● **Tasks to carry out**
#1 In the pile rock-embedding text, rewrite the part starting with "In Fig. 1, the" and going on through "A in Fig. 3.", swapping "outer ring" for "annular region".
#2 According to the pile rock-embedding text, how many survey holes does each pile hole get in the Guangxi karst terrain when the pile diameter is less than 1.0 m?

● **Page excerpt**
Whether tectonics, lithology, and groundwater differ from each other or not, the dissolution ratio r can characterize the degree of carbonatite dissolution in the plane at the elevation H, which shows an exponential attenuation trend with the decreasing elevation, (Cao et al. 2014a, b; Cao et al. 2016). It can be expressed as:

$$ r={ae}^{b\left({H}_0-H\right)} $$

(3)

where a and b are constants, and H₀ is the initial elevation.

The dissolution ratio r stands for the percentage of the dissolved area in the statistical area. So, the number of non-dissolved areas on the edge of the pile shown in Fig. 1 is m(1 − r), and the probability of the other mr areas “embedded into rocks” is (1 − r).

According to the pile foundation engineering practice at the karst terrain, when there are no more than 3 construction survey holes within the scope of the pile hole, the exposed maximum rock-embedding depth is very close to the actual rock-embedding depth of the singe pile. This indicates that, in a small known area, if the 3 points arranged on the edge of the area are “embedded into rocks,” it can be deemed that the whole area is “embedded into rocks.” In Fig. 1, if the shadow areas A on the two sides of the known area B are “embedded into rocks,” then the boundaries between this area B and the adjacent two shadow areas A are “embedded into rocks.” Accordingly, the four corners of the area B are “embedded into rocks,” and thus, the area B is also “embedded into rocks.” Therefore, the rock-embedding probability model for the pile hole can be determined based on the rock-embedding probability of the 0.5   mr area in the annular region in Fig. 1.

In the current practices of pile foundation construction survey, the pile diameter is usually the main basis for the layout form and number of survey holes. In the karst terrain in Guangxi, when the pile diameter is less than 1.0 m, there are no more than 2 survey holes for each pile hole, arranged symmetrically around the pile center. This survey plan is proved to be working in most cases. As a survey hole is far smaller than a pile hole, the above hole arrangement plan can also be used as the basis for the optimization of the probability model analysis. The probability model can be finally optimized as follows:

In Fig. 1, the known area A is “embedded into rocks,” then the two areas B adjacent to the area A are also “embedded into rocks.” Therefore, the minimum number of areas needed to calculate the rock-embedding probability of the outer ring of the pile hole is (mr/3) just like the number of the shadow areas A in Fig. 3.

Fig. 3

Optimized probability model for embedment of single pile into rock mass

The value of pile diameter D should be slightly larger than the actual pile diameter, so as to consider the rock mass entering into the rock within a certain range around the pile. However, the author does not recommend this, because it is difficult to unify the specific increase amount which has caused the lack of comparability between the results of different sites, which is not conducive to the summary of engineering experience. In engineering practice, the radius of pile is generally less than 1.5 m, which is generally no larger than the undulation degree of rock surface. In addition, the rock entering into pile core has been indirectly considered when solving the elevation distribution curve of dissolution ratio. Therefore, the random test sampling for the model of single pile entering into rock is reasonable.

● **Recorded data**
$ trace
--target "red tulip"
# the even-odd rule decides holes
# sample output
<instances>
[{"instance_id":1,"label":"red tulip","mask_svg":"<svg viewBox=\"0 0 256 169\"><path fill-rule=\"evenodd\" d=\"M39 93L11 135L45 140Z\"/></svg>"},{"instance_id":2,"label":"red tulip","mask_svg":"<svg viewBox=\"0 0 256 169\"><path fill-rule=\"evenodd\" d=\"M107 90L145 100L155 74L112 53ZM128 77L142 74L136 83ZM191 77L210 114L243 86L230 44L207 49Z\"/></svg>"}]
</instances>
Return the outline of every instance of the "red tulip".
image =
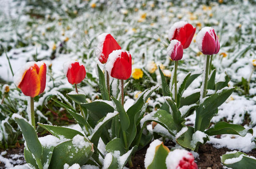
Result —
<instances>
[{"instance_id":1,"label":"red tulip","mask_svg":"<svg viewBox=\"0 0 256 169\"><path fill-rule=\"evenodd\" d=\"M180 42L176 39L171 40L167 48L167 53L172 61L179 61L183 56L183 48Z\"/></svg>"},{"instance_id":2,"label":"red tulip","mask_svg":"<svg viewBox=\"0 0 256 169\"><path fill-rule=\"evenodd\" d=\"M181 43L183 49L188 48L196 32L196 28L187 22L180 21L173 24L168 35L169 40L177 39Z\"/></svg>"},{"instance_id":3,"label":"red tulip","mask_svg":"<svg viewBox=\"0 0 256 169\"><path fill-rule=\"evenodd\" d=\"M34 97L44 91L46 65L42 62L29 62L14 75L13 82L26 96Z\"/></svg>"},{"instance_id":4,"label":"red tulip","mask_svg":"<svg viewBox=\"0 0 256 169\"><path fill-rule=\"evenodd\" d=\"M196 41L199 49L204 55L216 54L219 50L218 36L212 27L203 28L197 34Z\"/></svg>"},{"instance_id":5,"label":"red tulip","mask_svg":"<svg viewBox=\"0 0 256 169\"><path fill-rule=\"evenodd\" d=\"M98 37L98 40L99 41L98 48L100 50L99 60L102 63L105 63L109 54L113 50L121 49L121 47L110 34L103 33Z\"/></svg>"},{"instance_id":6,"label":"red tulip","mask_svg":"<svg viewBox=\"0 0 256 169\"><path fill-rule=\"evenodd\" d=\"M114 50L109 55L106 69L112 77L126 80L131 74L131 55L129 52Z\"/></svg>"},{"instance_id":7,"label":"red tulip","mask_svg":"<svg viewBox=\"0 0 256 169\"><path fill-rule=\"evenodd\" d=\"M197 169L194 160L194 156L189 151L176 149L169 153L165 163L167 169Z\"/></svg>"},{"instance_id":8,"label":"red tulip","mask_svg":"<svg viewBox=\"0 0 256 169\"><path fill-rule=\"evenodd\" d=\"M68 81L71 84L80 83L85 78L84 66L78 61L66 62L63 68Z\"/></svg>"}]
</instances>

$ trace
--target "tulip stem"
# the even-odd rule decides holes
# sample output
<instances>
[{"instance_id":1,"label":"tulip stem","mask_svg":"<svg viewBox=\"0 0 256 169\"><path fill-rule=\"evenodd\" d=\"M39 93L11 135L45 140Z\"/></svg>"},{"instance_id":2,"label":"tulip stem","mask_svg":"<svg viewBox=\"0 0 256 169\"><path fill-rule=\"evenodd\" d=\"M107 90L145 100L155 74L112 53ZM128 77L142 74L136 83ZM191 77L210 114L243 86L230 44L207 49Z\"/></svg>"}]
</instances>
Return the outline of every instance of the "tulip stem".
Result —
<instances>
[{"instance_id":1,"label":"tulip stem","mask_svg":"<svg viewBox=\"0 0 256 169\"><path fill-rule=\"evenodd\" d=\"M209 75L211 74L211 71L212 71L212 56L213 55L211 55L211 58L210 59L210 66L209 66Z\"/></svg>"},{"instance_id":2,"label":"tulip stem","mask_svg":"<svg viewBox=\"0 0 256 169\"><path fill-rule=\"evenodd\" d=\"M107 92L108 93L109 100L110 100L110 76L107 71Z\"/></svg>"},{"instance_id":3,"label":"tulip stem","mask_svg":"<svg viewBox=\"0 0 256 169\"><path fill-rule=\"evenodd\" d=\"M77 93L77 94L78 94L78 90L77 90L77 85L76 85L76 84L75 84L75 88L76 88L76 92ZM83 116L83 117L84 117L84 119L85 119L85 116L84 116L84 111L83 111L83 110L82 109L82 107L81 107L81 105L80 105L79 104L78 104L79 106L79 108L80 109L80 111L81 112L81 114L82 114L82 115ZM88 131L88 129L87 130Z\"/></svg>"},{"instance_id":4,"label":"tulip stem","mask_svg":"<svg viewBox=\"0 0 256 169\"><path fill-rule=\"evenodd\" d=\"M30 115L31 116L31 125L36 129L36 122L35 121L35 111L34 106L34 98L30 97Z\"/></svg>"},{"instance_id":5,"label":"tulip stem","mask_svg":"<svg viewBox=\"0 0 256 169\"><path fill-rule=\"evenodd\" d=\"M173 78L174 78L174 93L175 94L175 103L177 103L178 102L178 93L177 93L177 70L178 68L178 61L174 61L175 63L174 66L174 75L173 75Z\"/></svg>"},{"instance_id":6,"label":"tulip stem","mask_svg":"<svg viewBox=\"0 0 256 169\"><path fill-rule=\"evenodd\" d=\"M206 60L205 60L205 68L204 68L204 91L203 91L202 98L204 98L206 96L206 93L207 92L207 83L208 82L208 74L209 72L209 61L210 55L207 55L206 56Z\"/></svg>"},{"instance_id":7,"label":"tulip stem","mask_svg":"<svg viewBox=\"0 0 256 169\"><path fill-rule=\"evenodd\" d=\"M121 93L122 93L122 105L123 107L124 96L123 96L123 80L121 80Z\"/></svg>"}]
</instances>

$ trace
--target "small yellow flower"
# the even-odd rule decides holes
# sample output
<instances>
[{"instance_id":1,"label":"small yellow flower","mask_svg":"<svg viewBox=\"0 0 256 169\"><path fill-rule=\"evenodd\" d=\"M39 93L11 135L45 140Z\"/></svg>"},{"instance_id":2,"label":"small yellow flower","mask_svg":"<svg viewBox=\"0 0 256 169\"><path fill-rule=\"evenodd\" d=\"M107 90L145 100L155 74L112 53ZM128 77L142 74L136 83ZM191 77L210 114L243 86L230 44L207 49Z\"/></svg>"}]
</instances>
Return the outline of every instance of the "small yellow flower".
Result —
<instances>
[{"instance_id":1,"label":"small yellow flower","mask_svg":"<svg viewBox=\"0 0 256 169\"><path fill-rule=\"evenodd\" d=\"M223 58L226 58L227 55L225 52L222 52L219 54L220 55L222 55Z\"/></svg>"},{"instance_id":2,"label":"small yellow flower","mask_svg":"<svg viewBox=\"0 0 256 169\"><path fill-rule=\"evenodd\" d=\"M253 59L253 66L256 66L256 59Z\"/></svg>"},{"instance_id":3,"label":"small yellow flower","mask_svg":"<svg viewBox=\"0 0 256 169\"><path fill-rule=\"evenodd\" d=\"M65 39L64 39L64 42L67 42L69 40L69 38L68 38L68 37L66 37Z\"/></svg>"},{"instance_id":4,"label":"small yellow flower","mask_svg":"<svg viewBox=\"0 0 256 169\"><path fill-rule=\"evenodd\" d=\"M10 88L8 85L6 85L5 88L5 93L8 93L10 91Z\"/></svg>"},{"instance_id":5,"label":"small yellow flower","mask_svg":"<svg viewBox=\"0 0 256 169\"><path fill-rule=\"evenodd\" d=\"M150 73L153 73L157 68L157 67L156 63L152 61L147 63L145 68Z\"/></svg>"},{"instance_id":6,"label":"small yellow flower","mask_svg":"<svg viewBox=\"0 0 256 169\"><path fill-rule=\"evenodd\" d=\"M139 68L133 69L131 76L134 79L139 79L143 76L143 71Z\"/></svg>"},{"instance_id":7,"label":"small yellow flower","mask_svg":"<svg viewBox=\"0 0 256 169\"><path fill-rule=\"evenodd\" d=\"M91 4L91 7L92 8L94 8L96 7L96 3L92 3Z\"/></svg>"},{"instance_id":8,"label":"small yellow flower","mask_svg":"<svg viewBox=\"0 0 256 169\"><path fill-rule=\"evenodd\" d=\"M53 45L52 46L52 50L56 50L56 44L55 43L53 43Z\"/></svg>"}]
</instances>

● **Solutions to each task**
#1
In Fig. 1, the known area A is “embedded into rocks,” then the two areas B adjacent to the area A are also “embedded into rocks.” Therefore, the minimum number of areas needed to calculate the rock-embedding probability of the annular region of the pile hole is (mr/3) just like the number of the shadow areas A in Fig. 3.

#2 No more than 2, arranged symmetrically around the pile center.